• What you should do
Exact reproduction required: the lines below from the line with "Target: blurred tree" to the line with "Pin the bark", both ends included, and no others.

Point localization data:

★ ★ ★

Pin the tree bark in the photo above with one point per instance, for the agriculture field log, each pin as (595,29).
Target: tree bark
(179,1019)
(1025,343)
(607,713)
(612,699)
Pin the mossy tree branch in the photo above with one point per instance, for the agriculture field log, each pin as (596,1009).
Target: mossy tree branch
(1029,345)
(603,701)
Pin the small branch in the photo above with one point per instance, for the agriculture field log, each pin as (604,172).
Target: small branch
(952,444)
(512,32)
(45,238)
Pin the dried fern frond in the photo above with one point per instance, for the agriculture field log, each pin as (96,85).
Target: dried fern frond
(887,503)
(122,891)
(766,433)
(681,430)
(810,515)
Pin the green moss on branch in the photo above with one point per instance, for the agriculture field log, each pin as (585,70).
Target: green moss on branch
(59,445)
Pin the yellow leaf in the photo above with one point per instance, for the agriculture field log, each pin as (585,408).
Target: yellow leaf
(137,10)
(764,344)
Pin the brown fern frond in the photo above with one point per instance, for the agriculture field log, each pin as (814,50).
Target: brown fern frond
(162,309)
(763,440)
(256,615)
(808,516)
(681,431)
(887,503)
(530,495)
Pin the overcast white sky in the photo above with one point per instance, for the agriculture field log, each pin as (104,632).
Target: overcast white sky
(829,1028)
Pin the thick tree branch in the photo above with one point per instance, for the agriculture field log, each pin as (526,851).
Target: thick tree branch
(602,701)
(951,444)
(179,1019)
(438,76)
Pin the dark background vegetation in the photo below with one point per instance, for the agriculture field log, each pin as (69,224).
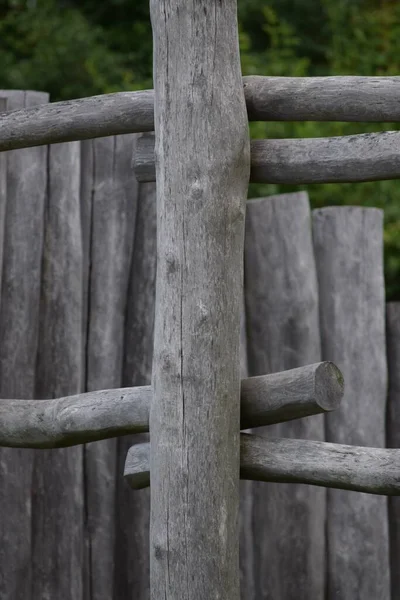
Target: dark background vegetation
(84,47)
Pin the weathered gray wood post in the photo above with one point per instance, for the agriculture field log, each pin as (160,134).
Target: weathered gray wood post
(19,316)
(283,333)
(202,165)
(58,507)
(133,515)
(109,198)
(393,434)
(348,245)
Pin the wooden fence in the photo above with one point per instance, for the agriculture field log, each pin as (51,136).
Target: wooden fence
(77,315)
(79,237)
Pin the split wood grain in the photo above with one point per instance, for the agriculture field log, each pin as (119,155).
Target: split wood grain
(26,179)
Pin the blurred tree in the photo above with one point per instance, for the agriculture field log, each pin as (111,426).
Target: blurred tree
(75,48)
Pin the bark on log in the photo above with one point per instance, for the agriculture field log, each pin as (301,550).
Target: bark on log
(112,199)
(393,434)
(355,468)
(132,520)
(104,414)
(343,159)
(283,333)
(373,99)
(349,250)
(19,315)
(58,515)
(203,163)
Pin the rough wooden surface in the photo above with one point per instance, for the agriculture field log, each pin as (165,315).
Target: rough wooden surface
(267,99)
(203,164)
(393,434)
(283,333)
(356,468)
(19,314)
(349,247)
(82,119)
(339,98)
(58,516)
(132,518)
(342,159)
(113,207)
(102,414)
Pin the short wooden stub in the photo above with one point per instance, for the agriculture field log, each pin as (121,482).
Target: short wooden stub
(203,164)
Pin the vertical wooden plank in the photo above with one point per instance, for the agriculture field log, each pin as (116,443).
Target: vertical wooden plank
(287,521)
(132,516)
(202,166)
(19,313)
(112,215)
(348,244)
(393,434)
(58,499)
(3,193)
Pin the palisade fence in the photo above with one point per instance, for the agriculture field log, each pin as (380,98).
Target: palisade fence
(80,237)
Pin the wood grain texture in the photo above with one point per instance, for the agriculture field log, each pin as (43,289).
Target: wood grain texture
(19,314)
(355,468)
(203,164)
(393,433)
(103,414)
(342,159)
(58,494)
(340,98)
(81,119)
(114,196)
(349,255)
(132,519)
(283,333)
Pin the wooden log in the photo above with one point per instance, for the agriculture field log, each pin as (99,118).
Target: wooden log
(133,515)
(103,414)
(349,250)
(355,468)
(81,119)
(113,206)
(283,333)
(343,159)
(19,315)
(339,98)
(203,164)
(393,434)
(58,508)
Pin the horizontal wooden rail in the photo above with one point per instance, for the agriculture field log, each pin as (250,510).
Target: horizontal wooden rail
(344,159)
(104,414)
(340,98)
(373,99)
(86,118)
(356,468)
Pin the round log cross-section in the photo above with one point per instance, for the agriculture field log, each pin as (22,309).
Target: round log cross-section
(202,167)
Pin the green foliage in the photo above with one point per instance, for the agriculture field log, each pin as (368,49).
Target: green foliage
(74,48)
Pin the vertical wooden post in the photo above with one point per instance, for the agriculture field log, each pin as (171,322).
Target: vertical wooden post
(202,167)
(283,333)
(19,317)
(109,201)
(58,517)
(393,434)
(133,515)
(348,243)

★ ★ ★

• Solution below
Target: blurred tree
(75,48)
Pin the bark on log in the photo above with one point per instance, for the agriculture field log, each pin as (301,550).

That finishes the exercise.